# REQUIRED TASK
Give back exactly the lines from the "Provide the location of each instance of the dark doorway" line to the final line of the records, and only those, minus any pictures.

# TASK DATA
= = =

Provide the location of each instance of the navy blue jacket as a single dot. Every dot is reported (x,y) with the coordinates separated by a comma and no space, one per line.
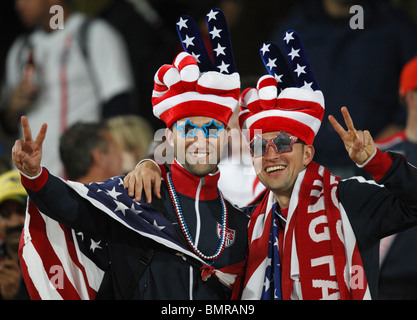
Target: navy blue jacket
(169,275)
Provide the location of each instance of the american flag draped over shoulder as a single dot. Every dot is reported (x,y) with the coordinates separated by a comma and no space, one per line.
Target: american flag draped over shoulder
(61,263)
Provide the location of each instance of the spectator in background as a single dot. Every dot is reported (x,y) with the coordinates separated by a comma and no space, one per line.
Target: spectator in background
(89,153)
(79,72)
(134,136)
(367,61)
(398,253)
(12,218)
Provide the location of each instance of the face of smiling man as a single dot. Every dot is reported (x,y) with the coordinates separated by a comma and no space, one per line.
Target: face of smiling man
(278,171)
(198,154)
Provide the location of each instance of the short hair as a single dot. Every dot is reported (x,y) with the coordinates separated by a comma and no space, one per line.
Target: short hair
(76,147)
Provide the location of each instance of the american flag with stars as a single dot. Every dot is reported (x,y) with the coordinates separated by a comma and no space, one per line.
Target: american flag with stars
(292,71)
(59,263)
(193,42)
(272,283)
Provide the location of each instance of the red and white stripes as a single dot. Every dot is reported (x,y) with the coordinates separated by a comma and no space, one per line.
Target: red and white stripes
(297,111)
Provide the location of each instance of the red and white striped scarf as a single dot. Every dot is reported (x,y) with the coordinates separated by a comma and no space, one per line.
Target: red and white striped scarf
(320,258)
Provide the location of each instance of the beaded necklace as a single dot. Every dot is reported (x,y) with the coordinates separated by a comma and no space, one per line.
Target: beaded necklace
(184,228)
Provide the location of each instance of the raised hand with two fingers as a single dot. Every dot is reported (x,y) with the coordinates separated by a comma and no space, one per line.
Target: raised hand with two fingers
(27,153)
(359,144)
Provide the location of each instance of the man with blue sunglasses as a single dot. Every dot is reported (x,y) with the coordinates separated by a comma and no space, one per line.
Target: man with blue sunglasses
(190,243)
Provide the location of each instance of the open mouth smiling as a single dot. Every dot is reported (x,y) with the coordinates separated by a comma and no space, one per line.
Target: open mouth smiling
(275,168)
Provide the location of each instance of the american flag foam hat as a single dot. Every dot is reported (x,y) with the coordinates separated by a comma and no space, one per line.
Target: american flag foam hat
(194,85)
(288,99)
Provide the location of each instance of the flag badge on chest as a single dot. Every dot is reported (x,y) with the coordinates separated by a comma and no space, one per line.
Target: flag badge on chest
(230,235)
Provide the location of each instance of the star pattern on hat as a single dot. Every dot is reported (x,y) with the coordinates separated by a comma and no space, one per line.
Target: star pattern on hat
(193,42)
(295,71)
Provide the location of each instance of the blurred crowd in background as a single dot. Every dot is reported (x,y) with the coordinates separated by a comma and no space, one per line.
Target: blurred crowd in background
(101,119)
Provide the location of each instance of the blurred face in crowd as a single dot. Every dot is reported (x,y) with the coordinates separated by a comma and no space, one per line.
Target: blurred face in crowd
(279,171)
(198,142)
(12,220)
(32,13)
(111,158)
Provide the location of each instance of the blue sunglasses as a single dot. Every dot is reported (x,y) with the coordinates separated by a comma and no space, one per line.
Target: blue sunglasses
(189,129)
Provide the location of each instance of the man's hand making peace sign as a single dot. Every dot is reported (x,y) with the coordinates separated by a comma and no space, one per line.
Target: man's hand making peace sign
(27,153)
(359,144)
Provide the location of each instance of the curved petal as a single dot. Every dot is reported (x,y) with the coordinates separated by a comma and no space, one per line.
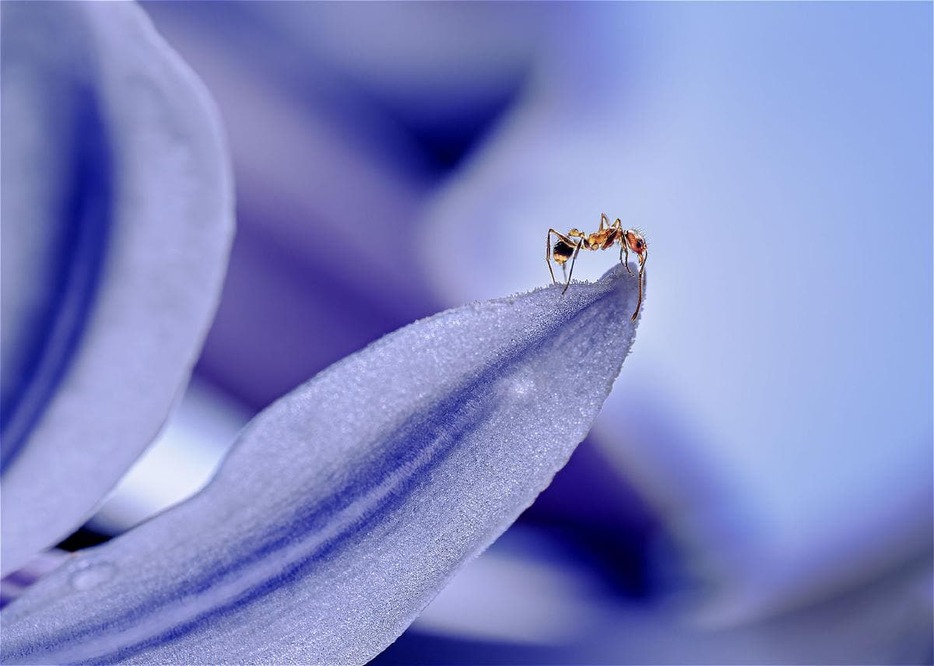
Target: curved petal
(779,414)
(149,198)
(347,504)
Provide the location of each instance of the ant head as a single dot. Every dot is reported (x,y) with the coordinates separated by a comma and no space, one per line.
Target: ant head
(636,243)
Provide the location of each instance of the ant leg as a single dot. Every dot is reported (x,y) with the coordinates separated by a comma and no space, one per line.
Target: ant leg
(642,258)
(577,249)
(623,247)
(548,255)
(639,302)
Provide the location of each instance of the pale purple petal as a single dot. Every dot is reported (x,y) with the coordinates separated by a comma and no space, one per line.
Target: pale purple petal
(118,129)
(348,504)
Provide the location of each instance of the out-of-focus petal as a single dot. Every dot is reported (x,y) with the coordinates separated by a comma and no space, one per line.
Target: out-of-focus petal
(778,158)
(124,147)
(347,504)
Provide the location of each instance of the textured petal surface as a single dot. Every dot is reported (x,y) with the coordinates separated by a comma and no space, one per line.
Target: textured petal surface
(778,415)
(347,504)
(119,163)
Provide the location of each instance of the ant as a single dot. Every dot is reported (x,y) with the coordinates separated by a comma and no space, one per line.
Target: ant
(602,239)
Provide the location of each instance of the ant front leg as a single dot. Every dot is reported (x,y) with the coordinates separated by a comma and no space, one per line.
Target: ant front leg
(624,248)
(577,249)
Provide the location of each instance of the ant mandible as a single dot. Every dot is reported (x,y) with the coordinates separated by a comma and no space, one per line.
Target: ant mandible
(566,247)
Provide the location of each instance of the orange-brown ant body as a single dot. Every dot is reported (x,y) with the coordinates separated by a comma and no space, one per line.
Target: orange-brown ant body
(567,246)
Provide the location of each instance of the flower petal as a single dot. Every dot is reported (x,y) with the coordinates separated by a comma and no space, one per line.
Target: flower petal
(347,504)
(162,216)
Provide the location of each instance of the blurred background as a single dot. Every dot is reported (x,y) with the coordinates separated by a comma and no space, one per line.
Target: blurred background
(758,488)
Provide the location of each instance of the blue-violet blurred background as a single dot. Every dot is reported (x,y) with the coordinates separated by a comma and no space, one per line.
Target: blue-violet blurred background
(758,488)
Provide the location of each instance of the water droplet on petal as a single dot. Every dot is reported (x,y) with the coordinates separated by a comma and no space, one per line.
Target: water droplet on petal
(92,574)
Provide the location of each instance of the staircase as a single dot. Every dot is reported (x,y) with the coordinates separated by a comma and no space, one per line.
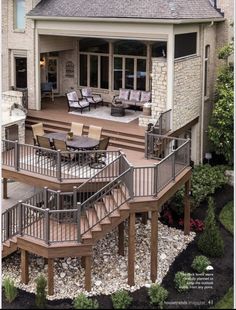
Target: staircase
(117,138)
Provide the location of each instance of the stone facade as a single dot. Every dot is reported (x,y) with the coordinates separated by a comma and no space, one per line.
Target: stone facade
(18,43)
(187,91)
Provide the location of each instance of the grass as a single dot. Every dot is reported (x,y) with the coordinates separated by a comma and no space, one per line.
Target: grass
(227,302)
(227,217)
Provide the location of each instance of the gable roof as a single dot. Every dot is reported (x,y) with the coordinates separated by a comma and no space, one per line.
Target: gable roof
(144,9)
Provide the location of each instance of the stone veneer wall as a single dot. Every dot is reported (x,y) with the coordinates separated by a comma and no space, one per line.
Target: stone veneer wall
(187,91)
(159,91)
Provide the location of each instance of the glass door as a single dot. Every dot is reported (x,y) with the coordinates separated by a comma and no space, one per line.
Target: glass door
(52,73)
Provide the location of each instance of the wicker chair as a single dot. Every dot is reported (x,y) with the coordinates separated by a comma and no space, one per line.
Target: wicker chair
(77,128)
(95,132)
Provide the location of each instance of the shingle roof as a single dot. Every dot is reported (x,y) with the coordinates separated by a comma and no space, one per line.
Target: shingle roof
(153,9)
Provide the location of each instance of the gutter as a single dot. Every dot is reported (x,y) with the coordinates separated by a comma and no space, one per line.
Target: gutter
(130,20)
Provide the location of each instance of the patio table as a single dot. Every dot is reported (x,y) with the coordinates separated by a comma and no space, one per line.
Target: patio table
(78,142)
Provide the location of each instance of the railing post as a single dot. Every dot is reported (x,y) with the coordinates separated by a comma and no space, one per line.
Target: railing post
(16,155)
(20,217)
(146,144)
(45,197)
(173,166)
(58,166)
(47,226)
(131,182)
(74,197)
(155,182)
(78,222)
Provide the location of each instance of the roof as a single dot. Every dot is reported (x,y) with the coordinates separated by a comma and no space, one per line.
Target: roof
(145,9)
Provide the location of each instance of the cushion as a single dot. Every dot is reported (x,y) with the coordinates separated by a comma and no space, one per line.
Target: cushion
(134,95)
(86,92)
(72,96)
(124,94)
(145,96)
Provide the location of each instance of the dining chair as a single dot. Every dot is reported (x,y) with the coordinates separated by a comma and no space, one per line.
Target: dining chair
(77,128)
(95,132)
(66,155)
(37,130)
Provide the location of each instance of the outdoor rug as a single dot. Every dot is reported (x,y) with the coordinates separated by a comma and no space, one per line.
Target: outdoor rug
(105,113)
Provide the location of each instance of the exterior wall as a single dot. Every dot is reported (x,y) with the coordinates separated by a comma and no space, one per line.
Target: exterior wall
(187,91)
(16,42)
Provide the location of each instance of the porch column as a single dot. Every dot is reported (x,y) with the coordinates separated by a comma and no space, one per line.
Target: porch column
(121,248)
(131,249)
(88,267)
(4,189)
(154,245)
(50,276)
(111,53)
(24,266)
(37,71)
(187,208)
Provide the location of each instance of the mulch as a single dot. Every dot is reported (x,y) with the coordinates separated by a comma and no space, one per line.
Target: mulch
(193,299)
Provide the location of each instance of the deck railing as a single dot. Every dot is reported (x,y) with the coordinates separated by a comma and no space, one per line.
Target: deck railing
(55,216)
(56,164)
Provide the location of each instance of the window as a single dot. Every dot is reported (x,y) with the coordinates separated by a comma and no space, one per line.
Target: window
(19,14)
(94,63)
(207,52)
(185,44)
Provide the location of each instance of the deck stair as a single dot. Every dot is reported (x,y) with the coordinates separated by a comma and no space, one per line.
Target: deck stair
(117,138)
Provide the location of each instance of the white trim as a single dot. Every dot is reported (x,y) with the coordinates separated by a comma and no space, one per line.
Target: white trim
(130,20)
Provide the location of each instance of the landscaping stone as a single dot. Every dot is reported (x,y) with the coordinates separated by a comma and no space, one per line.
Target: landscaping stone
(109,270)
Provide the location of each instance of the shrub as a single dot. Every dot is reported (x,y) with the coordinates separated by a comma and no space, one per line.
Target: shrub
(210,241)
(200,263)
(157,295)
(10,291)
(121,299)
(83,302)
(182,281)
(205,181)
(41,284)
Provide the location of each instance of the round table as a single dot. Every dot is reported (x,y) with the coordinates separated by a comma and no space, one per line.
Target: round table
(78,142)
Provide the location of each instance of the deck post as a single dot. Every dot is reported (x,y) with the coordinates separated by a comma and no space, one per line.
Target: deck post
(24,266)
(4,188)
(131,249)
(154,245)
(121,248)
(187,207)
(88,265)
(50,276)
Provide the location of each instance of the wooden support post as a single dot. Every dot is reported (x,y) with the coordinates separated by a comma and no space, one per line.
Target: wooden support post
(83,261)
(144,218)
(24,266)
(121,247)
(154,245)
(88,264)
(4,190)
(131,249)
(50,276)
(187,208)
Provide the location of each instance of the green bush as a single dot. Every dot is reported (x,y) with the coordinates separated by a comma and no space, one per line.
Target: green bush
(200,263)
(210,241)
(121,299)
(157,295)
(41,284)
(182,281)
(83,302)
(205,180)
(10,291)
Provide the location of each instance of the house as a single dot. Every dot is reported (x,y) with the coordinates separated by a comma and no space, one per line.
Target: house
(167,47)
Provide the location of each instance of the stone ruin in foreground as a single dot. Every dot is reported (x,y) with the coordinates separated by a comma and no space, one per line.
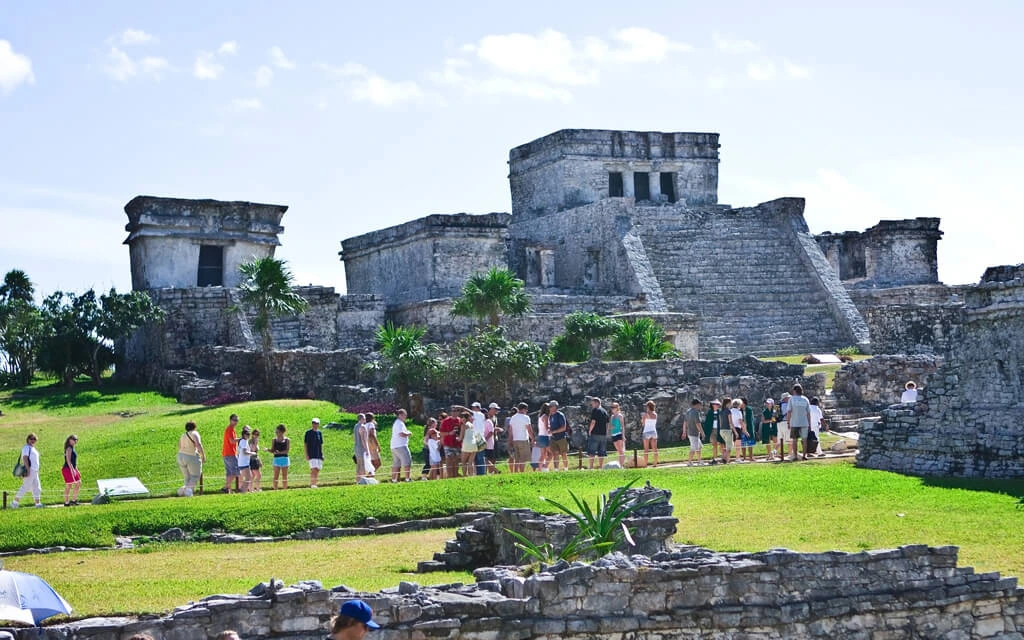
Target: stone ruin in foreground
(913,592)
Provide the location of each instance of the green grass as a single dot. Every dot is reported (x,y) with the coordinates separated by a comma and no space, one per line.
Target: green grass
(126,432)
(809,507)
(158,578)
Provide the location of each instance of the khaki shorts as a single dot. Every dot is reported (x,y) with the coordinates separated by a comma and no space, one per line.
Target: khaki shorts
(560,445)
(520,450)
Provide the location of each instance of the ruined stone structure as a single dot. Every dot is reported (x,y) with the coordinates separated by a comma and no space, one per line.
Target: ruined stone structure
(913,592)
(628,220)
(197,243)
(890,254)
(969,416)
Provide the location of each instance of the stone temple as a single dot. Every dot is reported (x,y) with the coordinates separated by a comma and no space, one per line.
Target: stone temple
(617,222)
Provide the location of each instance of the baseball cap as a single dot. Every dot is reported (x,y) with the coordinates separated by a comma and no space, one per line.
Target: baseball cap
(357,609)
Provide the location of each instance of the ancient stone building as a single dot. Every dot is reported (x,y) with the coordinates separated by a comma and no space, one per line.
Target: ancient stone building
(197,243)
(628,220)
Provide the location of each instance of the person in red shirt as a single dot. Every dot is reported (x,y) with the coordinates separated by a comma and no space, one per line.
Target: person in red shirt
(452,445)
(229,452)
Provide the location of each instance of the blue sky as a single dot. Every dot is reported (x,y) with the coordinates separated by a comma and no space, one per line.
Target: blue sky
(365,115)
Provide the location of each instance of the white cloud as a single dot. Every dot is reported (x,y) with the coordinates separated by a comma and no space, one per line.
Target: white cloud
(796,71)
(119,66)
(761,70)
(14,69)
(247,103)
(733,45)
(206,67)
(264,75)
(131,37)
(279,59)
(365,85)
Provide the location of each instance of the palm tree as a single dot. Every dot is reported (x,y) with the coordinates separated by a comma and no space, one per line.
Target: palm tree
(266,289)
(406,359)
(640,340)
(16,286)
(487,296)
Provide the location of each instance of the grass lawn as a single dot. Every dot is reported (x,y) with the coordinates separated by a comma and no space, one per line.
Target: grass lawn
(811,506)
(158,578)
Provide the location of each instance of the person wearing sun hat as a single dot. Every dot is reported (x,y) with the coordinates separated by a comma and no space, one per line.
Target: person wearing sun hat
(352,622)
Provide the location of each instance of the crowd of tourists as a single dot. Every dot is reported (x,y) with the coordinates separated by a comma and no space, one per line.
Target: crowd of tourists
(463,441)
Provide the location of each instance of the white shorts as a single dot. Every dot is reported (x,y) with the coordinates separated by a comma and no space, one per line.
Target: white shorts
(783,431)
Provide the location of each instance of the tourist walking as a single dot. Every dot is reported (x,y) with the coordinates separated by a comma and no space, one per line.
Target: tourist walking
(432,440)
(360,454)
(73,479)
(712,421)
(229,454)
(281,448)
(909,392)
(750,435)
(451,446)
(693,431)
(245,458)
(559,435)
(468,439)
(30,479)
(190,459)
(783,425)
(313,443)
(372,442)
(597,434)
(255,464)
(520,437)
(799,417)
(617,432)
(401,457)
(352,622)
(649,434)
(769,428)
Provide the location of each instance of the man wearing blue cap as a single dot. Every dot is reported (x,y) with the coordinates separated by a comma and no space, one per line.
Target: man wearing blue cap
(352,622)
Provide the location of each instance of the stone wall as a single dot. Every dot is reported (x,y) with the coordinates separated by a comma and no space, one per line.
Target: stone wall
(969,421)
(919,318)
(166,233)
(427,258)
(672,384)
(890,254)
(571,167)
(912,592)
(878,382)
(486,542)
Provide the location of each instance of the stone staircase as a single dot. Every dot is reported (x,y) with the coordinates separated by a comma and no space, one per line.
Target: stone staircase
(844,418)
(742,275)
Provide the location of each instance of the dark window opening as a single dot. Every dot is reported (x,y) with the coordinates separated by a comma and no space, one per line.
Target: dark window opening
(669,185)
(641,185)
(211,266)
(614,184)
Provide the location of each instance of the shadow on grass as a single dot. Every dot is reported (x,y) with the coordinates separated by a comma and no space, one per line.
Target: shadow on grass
(82,393)
(1014,488)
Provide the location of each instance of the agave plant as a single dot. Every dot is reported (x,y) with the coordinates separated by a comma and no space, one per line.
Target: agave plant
(602,528)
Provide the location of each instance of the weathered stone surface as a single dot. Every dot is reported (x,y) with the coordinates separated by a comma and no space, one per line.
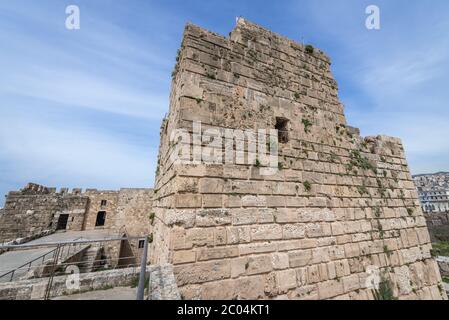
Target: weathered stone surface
(336,203)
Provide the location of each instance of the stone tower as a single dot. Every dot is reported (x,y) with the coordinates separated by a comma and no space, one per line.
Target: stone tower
(337,213)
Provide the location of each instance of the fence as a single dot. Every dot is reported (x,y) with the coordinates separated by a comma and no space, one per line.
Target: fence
(37,265)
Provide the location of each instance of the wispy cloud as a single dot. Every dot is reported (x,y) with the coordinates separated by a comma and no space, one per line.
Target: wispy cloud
(84,108)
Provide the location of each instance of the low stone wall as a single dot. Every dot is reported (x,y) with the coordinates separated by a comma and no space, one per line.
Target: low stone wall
(35,289)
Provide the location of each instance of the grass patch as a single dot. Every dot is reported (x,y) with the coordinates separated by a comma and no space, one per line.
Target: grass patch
(307,186)
(307,124)
(440,248)
(309,49)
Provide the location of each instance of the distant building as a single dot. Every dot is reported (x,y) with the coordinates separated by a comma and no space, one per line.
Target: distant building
(434,200)
(433,190)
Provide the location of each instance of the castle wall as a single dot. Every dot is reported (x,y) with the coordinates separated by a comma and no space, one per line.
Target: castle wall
(36,209)
(337,205)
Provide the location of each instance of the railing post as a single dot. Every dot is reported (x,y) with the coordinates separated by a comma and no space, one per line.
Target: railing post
(143,272)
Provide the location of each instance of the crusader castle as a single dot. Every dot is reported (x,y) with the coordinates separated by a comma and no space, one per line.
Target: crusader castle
(333,207)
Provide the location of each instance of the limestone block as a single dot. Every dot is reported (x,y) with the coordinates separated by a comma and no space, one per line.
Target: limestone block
(294,231)
(238,267)
(258,264)
(200,237)
(202,272)
(330,289)
(254,248)
(217,253)
(185,256)
(266,232)
(280,261)
(300,258)
(286,280)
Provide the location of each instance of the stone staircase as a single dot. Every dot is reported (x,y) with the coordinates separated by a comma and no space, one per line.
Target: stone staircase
(89,259)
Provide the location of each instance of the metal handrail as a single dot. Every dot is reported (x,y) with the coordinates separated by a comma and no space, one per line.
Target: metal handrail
(27,264)
(51,244)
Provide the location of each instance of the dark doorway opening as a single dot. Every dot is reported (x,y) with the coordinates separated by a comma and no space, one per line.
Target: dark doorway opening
(62,222)
(282,128)
(101,219)
(126,255)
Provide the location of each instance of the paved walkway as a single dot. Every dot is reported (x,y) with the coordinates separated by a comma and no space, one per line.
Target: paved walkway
(119,293)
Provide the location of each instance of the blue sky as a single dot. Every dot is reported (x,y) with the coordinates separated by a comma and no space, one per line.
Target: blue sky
(83,108)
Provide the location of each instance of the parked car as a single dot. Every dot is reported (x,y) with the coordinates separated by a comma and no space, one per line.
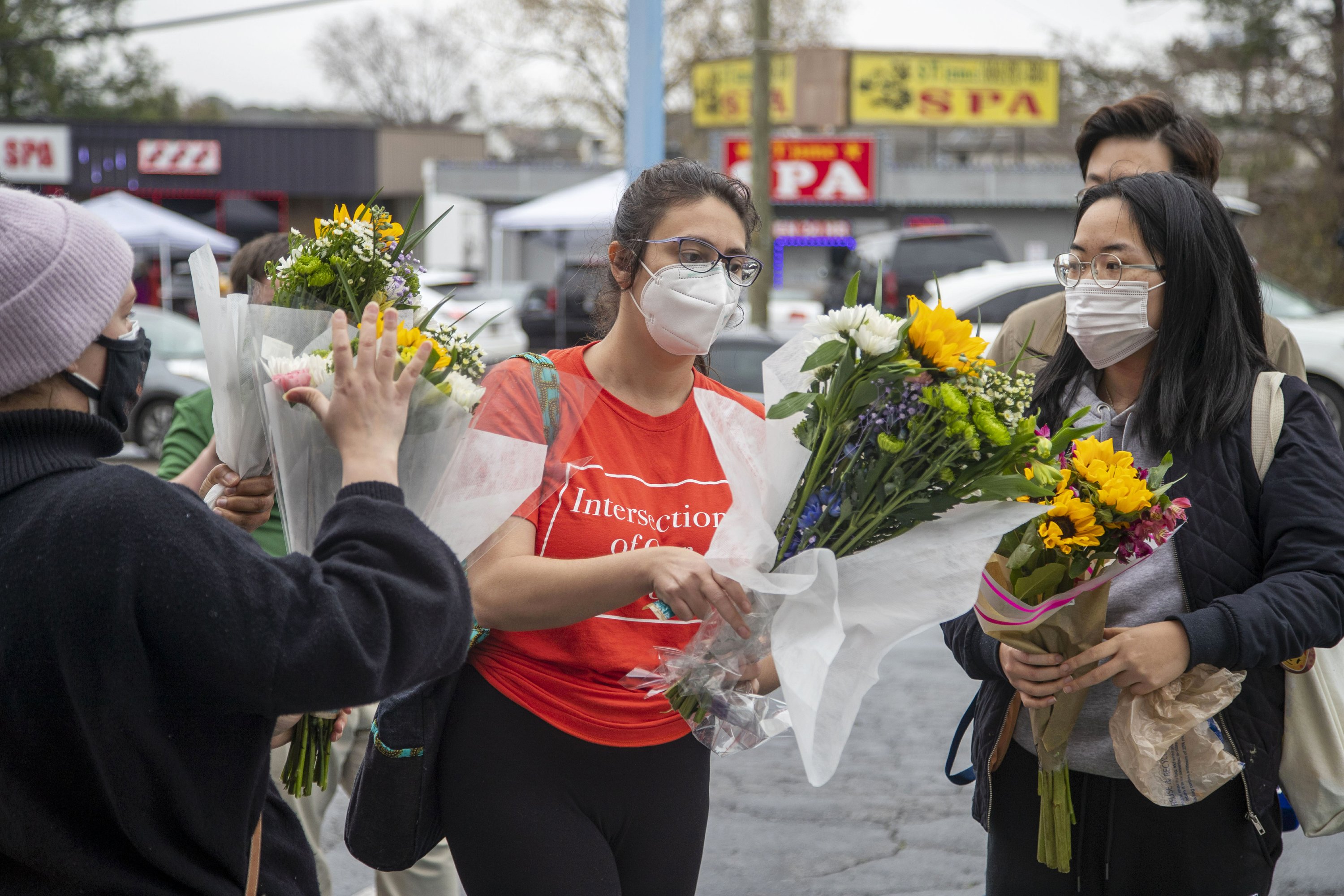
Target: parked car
(992,292)
(177,369)
(789,311)
(912,256)
(737,355)
(581,287)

= = =

# FINAL RESULT
Provide the location of each instance of the dark doorway opening as a single dot. Every dot is reported (x,y) with the coordinates separated by a comma and no space, one per line.
Target: dark doorway opening
(62,222)
(282,128)
(101,219)
(126,255)
Provide the location of each instance of the paved walkway as a single dot. Every dot is reported (x,y) with the coordinates separated by a comma and no space, one per line.
Target: paved walkway
(119,293)
Provide the location of each instance of the blue sky as a single dot. Every dot is reported (x,y) with the coordinates separated by a comma and no space, one per line.
Target: blue sky
(83,108)
Provide the location of each instance of the parked car as a single dot. Every dot is reported (x,y) with the coordinates separated by a comma and no space, one per line.
Target: parked car
(992,292)
(177,369)
(789,311)
(912,256)
(737,355)
(581,287)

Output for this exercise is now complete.